## Begin Extract to read
Books break through. They enter directly into our heads, occasionally our hearts. Here are 10 of the books that broke through for me during this tough year.
Leave The World Behind
by Rumaan Alam
Leave The World Behind is an extraordinary, shape-shifting novel that begins, as so many stories do, with a journey: A white family is driving out to an Airbnb in the Hamptons on Long Island for vacation. What begins as a domestic tale soon morphs into a comedy of manners about race, when the Black couple who owns the Airbnb unexpectedly turns up. Slowly, that comedy of manners sours into a vision of global disaster that Alam's characters and readers alike will keep denying. Sound familiar?
Deacon King Kong
by James McBride
McBride is such a buoyant poet of a novelist that he could write a book about paper clips and I'd read it. Fortunately, Deacon King Kong is about so much more: Set in a Brooklyn housing project in the 1960s and focused on the apparently random murder of a neighborhood drug dealer, the novel captures the rough-edged communal life of a vanished New York.
The Cold Millions
by Jess Walter
The Cold Millions was one of two vivid historical novels that carried me away this year. Walter, who's one of my favorite novelists, centers his tale on the free-speech demonstrations that erupted in Spokane, Wa., in 1910 and 1911, and pitted police against transient workers, many of whom identified as Wobblies. The story is reminiscent of sweeping novels by the likes of Herman Wouk and Howard Fast, tellers of big tales about the forgotten foot soldiers of the past.
The Pull of the Stars
by Emma Donoghue
The Pull of the Stars is set in a maternity ward in 1918, in Dublin, a city hollowed out by the Spanish Flu, the first World War and the 1916 Irish Uprising. Donoghue gives us a cityscape of empty schools and cafes, and the ubiquity of masks, here quaintly described as "bluntly pointed ... like the beaks of unfamiliar birds." This is an engrossing and inadvertently topical story about health care workers inside small rooms fighting to preserve life.
by Charles Yu
Yu's novel, which just won the National Book Award, is an inventive satire about racial stereotyping, particularly of Asian Americans. His main character, Willis Wu, lives in a rooming house and has a bit part in a TV cop show, called Black and White. About his career in show business, Willis tells us:
First you have to work your way up. Starting from the bottom, it goes:
5. Background Oriental Male
4. Dead Asian Man
[All the way up to the pinnacle:] Kung Fu Guy.
But as Yu dramatizes, even "Kung Fu Guy" is outmatched by the crushing perceptions of white society.
## End Extract to read
## Begin Records shown
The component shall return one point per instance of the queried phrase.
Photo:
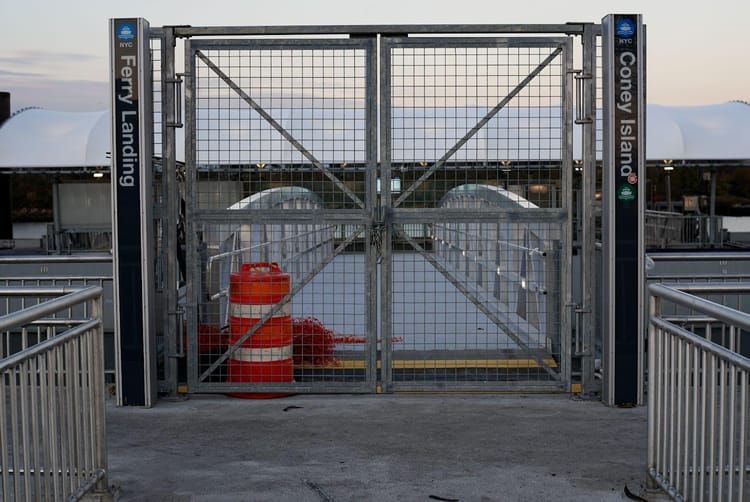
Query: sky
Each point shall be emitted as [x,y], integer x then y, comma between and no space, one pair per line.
[54,54]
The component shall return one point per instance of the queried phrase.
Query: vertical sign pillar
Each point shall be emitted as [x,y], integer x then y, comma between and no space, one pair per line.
[624,73]
[131,205]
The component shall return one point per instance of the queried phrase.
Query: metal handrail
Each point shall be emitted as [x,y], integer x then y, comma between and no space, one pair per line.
## End Records shown
* Task requirements:
(1) List every author credited in a "by" line in the book roundup.
(2) Print the entire data listing line for line, omitting the picture.
The book roundup and the data listing are independent of each other.

* Solutions for each task:
(1)
Rumaan Alam
James McBride
Jess Walter
Emma Donoghue
Charles Yu

(2)
The component shall return one point per instance of the queried phrase.
Photo:
Query: sky
Each point shall be emitted as [x,y], integer x then y, comma between and no space, one pair per line.
[54,54]
The component shall return one point per instance of the queried phrase.
Query: vertical sign pillar
Each point shall be emitted as [x,y], integer x then y, comma between and no space, one pair per line.
[624,73]
[131,205]
The component shall return one point per instance of the queried phrase.
Query: metal handrail
Each point shall be emitted as [x,y], integer x then y, comma between and no space, one pair per line.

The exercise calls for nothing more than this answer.